Work instruction: Transcribe the entries exactly; images are not part of the copy.

=-=-=-=-=

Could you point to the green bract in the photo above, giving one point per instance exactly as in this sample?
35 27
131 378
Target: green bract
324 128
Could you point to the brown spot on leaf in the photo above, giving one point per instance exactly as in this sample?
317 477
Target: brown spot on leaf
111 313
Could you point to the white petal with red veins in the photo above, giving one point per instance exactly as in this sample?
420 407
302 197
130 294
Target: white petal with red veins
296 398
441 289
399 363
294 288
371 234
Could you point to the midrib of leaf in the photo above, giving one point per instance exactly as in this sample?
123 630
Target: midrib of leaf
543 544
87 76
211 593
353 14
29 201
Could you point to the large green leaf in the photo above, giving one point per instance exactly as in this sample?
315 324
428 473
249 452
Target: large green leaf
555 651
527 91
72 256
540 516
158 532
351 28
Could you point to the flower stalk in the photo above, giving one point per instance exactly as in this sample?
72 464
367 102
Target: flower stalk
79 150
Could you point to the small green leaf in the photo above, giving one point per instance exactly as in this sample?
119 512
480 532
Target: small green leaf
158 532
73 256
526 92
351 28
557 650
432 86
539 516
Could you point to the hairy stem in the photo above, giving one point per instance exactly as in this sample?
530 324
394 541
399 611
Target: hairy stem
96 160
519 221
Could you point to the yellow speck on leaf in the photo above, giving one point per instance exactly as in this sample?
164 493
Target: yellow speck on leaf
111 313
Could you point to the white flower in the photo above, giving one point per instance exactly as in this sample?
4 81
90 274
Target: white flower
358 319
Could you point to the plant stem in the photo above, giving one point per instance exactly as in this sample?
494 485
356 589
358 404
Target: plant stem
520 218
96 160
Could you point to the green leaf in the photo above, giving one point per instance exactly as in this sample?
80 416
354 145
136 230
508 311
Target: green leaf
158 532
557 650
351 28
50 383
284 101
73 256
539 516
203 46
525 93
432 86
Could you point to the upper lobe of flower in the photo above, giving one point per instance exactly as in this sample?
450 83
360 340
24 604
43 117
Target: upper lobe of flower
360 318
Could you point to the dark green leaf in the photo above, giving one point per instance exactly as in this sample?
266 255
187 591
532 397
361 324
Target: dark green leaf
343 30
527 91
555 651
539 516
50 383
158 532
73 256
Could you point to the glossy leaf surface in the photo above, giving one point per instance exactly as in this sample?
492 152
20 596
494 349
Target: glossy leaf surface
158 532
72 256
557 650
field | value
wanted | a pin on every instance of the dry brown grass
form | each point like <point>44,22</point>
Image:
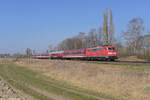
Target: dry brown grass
<point>130,58</point>
<point>115,80</point>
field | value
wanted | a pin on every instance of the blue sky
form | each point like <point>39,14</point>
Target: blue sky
<point>37,23</point>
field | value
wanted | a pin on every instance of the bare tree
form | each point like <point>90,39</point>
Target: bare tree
<point>108,28</point>
<point>105,27</point>
<point>133,34</point>
<point>111,28</point>
<point>28,52</point>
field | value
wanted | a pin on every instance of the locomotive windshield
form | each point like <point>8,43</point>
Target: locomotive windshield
<point>111,49</point>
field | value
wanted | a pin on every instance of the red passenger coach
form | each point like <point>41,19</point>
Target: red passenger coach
<point>79,53</point>
<point>94,53</point>
<point>57,54</point>
<point>102,53</point>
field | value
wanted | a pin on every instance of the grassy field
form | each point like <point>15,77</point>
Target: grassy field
<point>116,82</point>
<point>37,85</point>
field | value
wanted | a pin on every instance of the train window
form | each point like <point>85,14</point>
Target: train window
<point>111,49</point>
<point>90,50</point>
<point>100,49</point>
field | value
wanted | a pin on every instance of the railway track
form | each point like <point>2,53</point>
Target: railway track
<point>140,63</point>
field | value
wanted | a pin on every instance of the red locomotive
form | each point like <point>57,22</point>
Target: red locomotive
<point>95,53</point>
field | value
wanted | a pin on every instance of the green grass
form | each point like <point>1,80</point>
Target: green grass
<point>127,66</point>
<point>21,77</point>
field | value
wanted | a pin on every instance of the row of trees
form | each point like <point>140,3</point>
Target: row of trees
<point>103,36</point>
<point>134,40</point>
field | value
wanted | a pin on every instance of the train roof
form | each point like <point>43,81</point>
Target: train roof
<point>55,52</point>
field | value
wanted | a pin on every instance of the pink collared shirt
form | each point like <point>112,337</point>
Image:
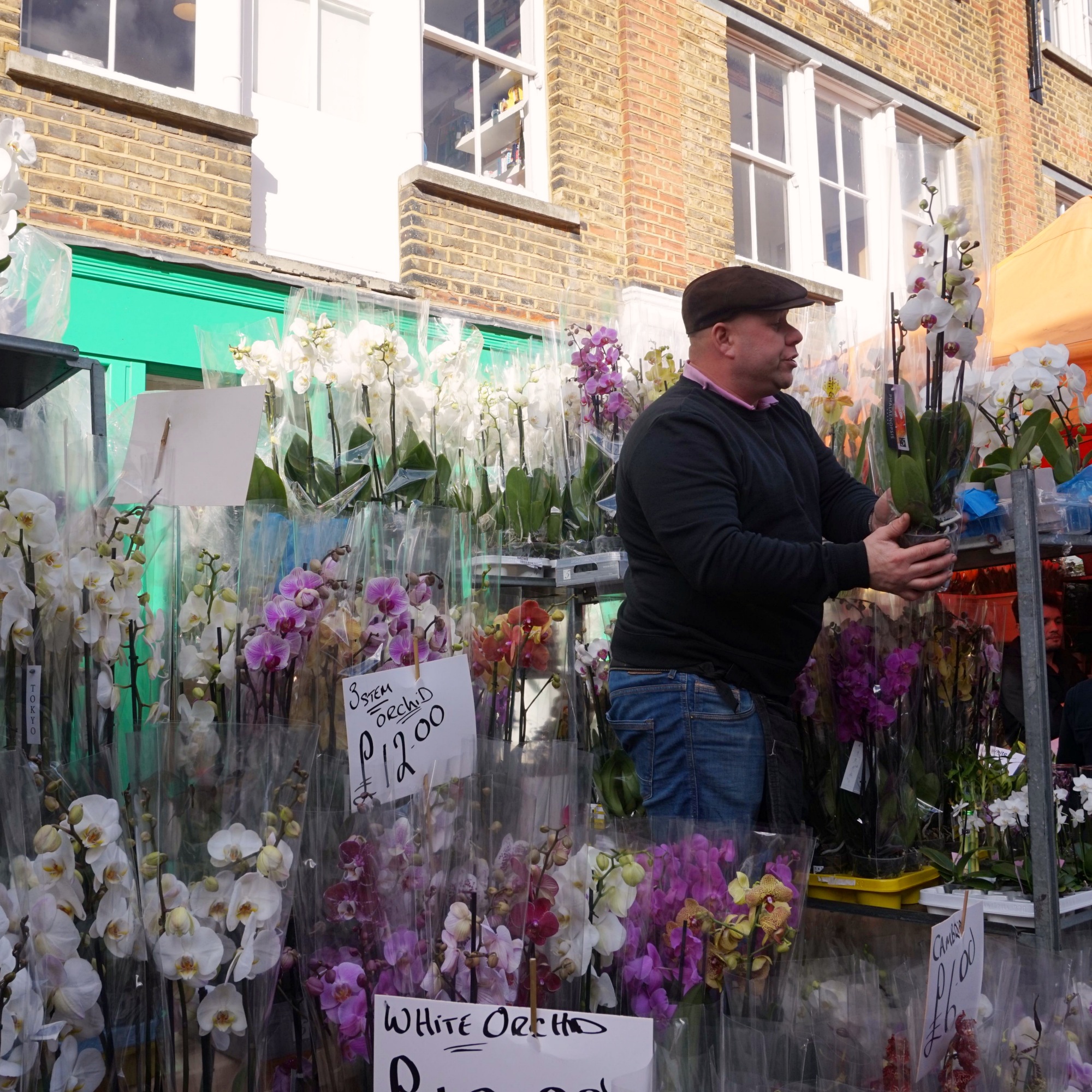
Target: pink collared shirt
<point>695,376</point>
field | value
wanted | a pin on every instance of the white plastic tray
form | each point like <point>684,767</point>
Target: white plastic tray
<point>999,908</point>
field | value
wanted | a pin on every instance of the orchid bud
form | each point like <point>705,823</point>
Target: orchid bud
<point>181,922</point>
<point>270,861</point>
<point>49,840</point>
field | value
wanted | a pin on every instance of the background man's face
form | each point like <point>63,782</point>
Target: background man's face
<point>1052,630</point>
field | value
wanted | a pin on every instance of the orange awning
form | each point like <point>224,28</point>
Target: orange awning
<point>1043,292</point>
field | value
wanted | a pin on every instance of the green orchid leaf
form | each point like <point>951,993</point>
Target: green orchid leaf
<point>1058,455</point>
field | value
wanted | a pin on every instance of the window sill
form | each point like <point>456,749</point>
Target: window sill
<point>472,192</point>
<point>817,291</point>
<point>1073,66</point>
<point>117,94</point>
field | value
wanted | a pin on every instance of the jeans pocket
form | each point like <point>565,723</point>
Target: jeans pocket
<point>638,740</point>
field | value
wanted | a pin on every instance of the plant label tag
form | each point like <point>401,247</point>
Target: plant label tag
<point>854,769</point>
<point>402,730</point>
<point>33,704</point>
<point>424,1046</point>
<point>895,417</point>
<point>955,983</point>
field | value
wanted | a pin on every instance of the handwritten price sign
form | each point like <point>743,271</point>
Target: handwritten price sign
<point>956,963</point>
<point>401,728</point>
<point>447,1047</point>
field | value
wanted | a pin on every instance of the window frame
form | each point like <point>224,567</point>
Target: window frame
<point>532,106</point>
<point>837,101</point>
<point>755,158</point>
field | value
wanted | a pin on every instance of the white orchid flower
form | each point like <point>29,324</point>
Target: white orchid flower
<point>58,865</point>
<point>116,923</point>
<point>74,987</point>
<point>954,222</point>
<point>928,311</point>
<point>212,897</point>
<point>52,932</point>
<point>18,143</point>
<point>260,952</point>
<point>234,845</point>
<point>254,899</point>
<point>112,869</point>
<point>193,957</point>
<point>602,993</point>
<point>221,1014</point>
<point>193,613</point>
<point>77,1071</point>
<point>99,826</point>
<point>1035,381</point>
<point>29,517</point>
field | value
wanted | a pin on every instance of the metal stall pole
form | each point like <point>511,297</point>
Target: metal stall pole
<point>1041,818</point>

=-=-=-=-=

Task solution:
Could you point to the green bract in the photo above, giving one point per instance exactly as in this sample?
35 27
131 378
Target: green bract
324 128
Could you point to the brown spot on leaf in the photo above, giving one point per instance exactly as in this sample?
317 477
Target: brown spot on leaf
111 313
Could you point to the white petal with red veins in the photo above, giving one point per instance exactly as in this sample?
420 407
302 197
130 294
Target: white petal with red veins
296 398
441 289
399 363
294 288
371 234
Could you point to the midrib of leaf in the photo above, giving one point per instance exactly as in this sample?
123 630
Target: midrib of leaf
543 544
87 76
211 593
353 14
29 201
Could you point to the large green leaf in the photo above, giving one point per instance exactly as in this sample?
315 324
428 473
249 452
Target: large green leaf
555 651
527 91
72 256
540 516
158 532
351 28
Could you point to the flower stalk in the photo above, giving one point per instance exactly as in this sample?
72 464
367 102
Target: flower stalk
79 150
Could you point to the small green leaf in the photo above, giving one point per instance exactly as in this sample?
119 512
480 532
Target: small green leaf
158 532
73 256
526 92
351 28
557 650
432 86
539 516
Could you point to the hairy stem in the photo above, giving one point per instance exactly as in this sample?
530 324
394 541
399 611
Target: hairy stem
96 160
519 221
Could you point to the yellow speck on leaf in the photo above, giving one point per instance exactly as in this sample?
164 493
Target: yellow speck on leaf
111 313
Could you point to the white flower in the photo above, giving one point per instance exactly as in this sample?
4 81
90 274
Target: white flower
358 319
Could you point to the plant stem in the photo above, giving one point per instance exactly as in this sample?
494 485
356 589
358 404
Target: plant stem
520 218
96 160
Could you point to the green leaf in the photo above, giving one point per instance exactly as in this sample?
80 416
354 145
136 230
508 311
Target: green leaf
158 532
557 650
351 28
50 383
284 101
73 256
539 516
203 46
525 93
432 86
Could you point to the upper lobe of flower in the photo above, giving one point per instance exactly as in this sample?
450 83
360 340
24 604
43 117
Target: upper lobe of flower
360 318
Could you point to the dark green leaf in the photo above, giving one point per instance exactly as in this sample?
266 255
187 591
532 397
361 324
Target: dark green leaf
343 30
527 91
555 651
539 516
50 383
158 532
73 256
Could you point to the glossy leaf surface in the photo above, giving one point per instance exactly as in this sample?
492 152
20 596
494 349
Target: glossy leaf surface
158 532
72 256
557 650
field | value
wanted | a pin on every instance of the dry brown grass
form | each point like <point>44,22</point>
Image:
Target: dry brown grass
<point>130,58</point>
<point>115,80</point>
field | value
wanted | a pin on every instance of the blue sky
form | each point like <point>39,14</point>
Target: blue sky
<point>37,23</point>
field | value
wanted | a pin on every instance of the bare tree
form | each point like <point>90,39</point>
Target: bare tree
<point>108,28</point>
<point>105,27</point>
<point>133,34</point>
<point>111,28</point>
<point>28,52</point>
field | value
wanted | a pin on every instance of the locomotive windshield
form | each point like <point>8,43</point>
Target: locomotive windshield
<point>111,49</point>
field | value
wanted | a pin on every instance of the red passenger coach
form | each point like <point>41,19</point>
Target: red passenger coach
<point>79,53</point>
<point>94,53</point>
<point>57,54</point>
<point>102,53</point>
field | value
wanted | a pin on every instance of the grassy field
form | each point like <point>15,77</point>
Target: grassy field
<point>116,82</point>
<point>37,85</point>
field | value
wanted | a pin on every instance of the train window
form | each point like <point>85,14</point>
Target: train window
<point>111,49</point>
<point>90,50</point>
<point>100,49</point>
field | value
wanted | a pin on every instance of the railway track
form | each point like <point>2,53</point>
Target: railway track
<point>140,63</point>
field | value
wanted | a pin on every instance of the red locomotive
form | each point like <point>57,22</point>
Target: red locomotive
<point>95,53</point>
field | value
wanted | a pin on every instance of the green grass
form | each point like <point>1,80</point>
Target: green grass
<point>127,66</point>
<point>21,77</point>
field | value
wanted | a pin on every instance of the row of trees
form | each point like <point>140,3</point>
Target: row of trees
<point>103,36</point>
<point>134,40</point>
field | value
wanted | a pin on every instance of the train roof
form | each point like <point>43,81</point>
Target: train roof
<point>55,52</point>
field | value
wanted | a pin on every instance of the pink collared shirt
form | each point like <point>112,337</point>
Image:
Target: pink collared shirt
<point>695,376</point>
field | value
wanted | a pin on every instance of the white plastic tray
form | each point like <point>684,767</point>
Target: white plastic tray
<point>999,908</point>
field | value
wanted | a pin on every instance of the orchid bud
form | each point like <point>705,823</point>
Target: orchid bud
<point>181,922</point>
<point>270,861</point>
<point>49,840</point>
field | value
wanted | a pin on every instance of the background man's face
form | each point like <point>63,782</point>
Target: background man's face
<point>1052,630</point>
field | value
wanted | a pin on every instance of the orange awning
form | each point like <point>224,28</point>
Target: orange awning
<point>1043,292</point>
field | value
wanted | a pin on every instance of the green orchid leaf
form | each point like <point>951,993</point>
Target: green orchid leaf
<point>1058,455</point>
field | value
wanted | a pin on every instance of the window sill
form | each point like <point>456,749</point>
Target: window sill
<point>472,192</point>
<point>817,291</point>
<point>1073,66</point>
<point>117,94</point>
field | value
wanted | a pin on every instance of the jeans pocket
form | each point like <point>565,723</point>
Target: jeans pocket
<point>638,740</point>
field | value
wanted | a pin on every instance of the plant label tag
form | each point like <point>401,247</point>
Target: plant label tag
<point>854,769</point>
<point>402,730</point>
<point>33,704</point>
<point>424,1046</point>
<point>895,417</point>
<point>955,983</point>
field | value
wanted | a pin on every instance of the handwritten price sign
form | each point like <point>743,271</point>
Target: handwritten price sign
<point>956,963</point>
<point>401,728</point>
<point>447,1047</point>
field | value
wanted | a pin on every instance of the window frame
form | each point like <point>224,567</point>
Target: window frame
<point>532,106</point>
<point>837,101</point>
<point>755,158</point>
field | value
wanted | a pin on every instance of the white orchid flower
form | each point like <point>29,324</point>
Target: white orchid flower
<point>58,865</point>
<point>116,923</point>
<point>74,987</point>
<point>954,222</point>
<point>928,311</point>
<point>212,897</point>
<point>52,932</point>
<point>18,143</point>
<point>260,952</point>
<point>234,845</point>
<point>254,899</point>
<point>112,869</point>
<point>193,957</point>
<point>602,993</point>
<point>221,1014</point>
<point>193,613</point>
<point>77,1071</point>
<point>99,826</point>
<point>1035,381</point>
<point>29,517</point>
field | value
wanted | a pin on every instance of the metal stall pole
form | each point like <point>511,297</point>
Target: metal stall pole
<point>1041,818</point>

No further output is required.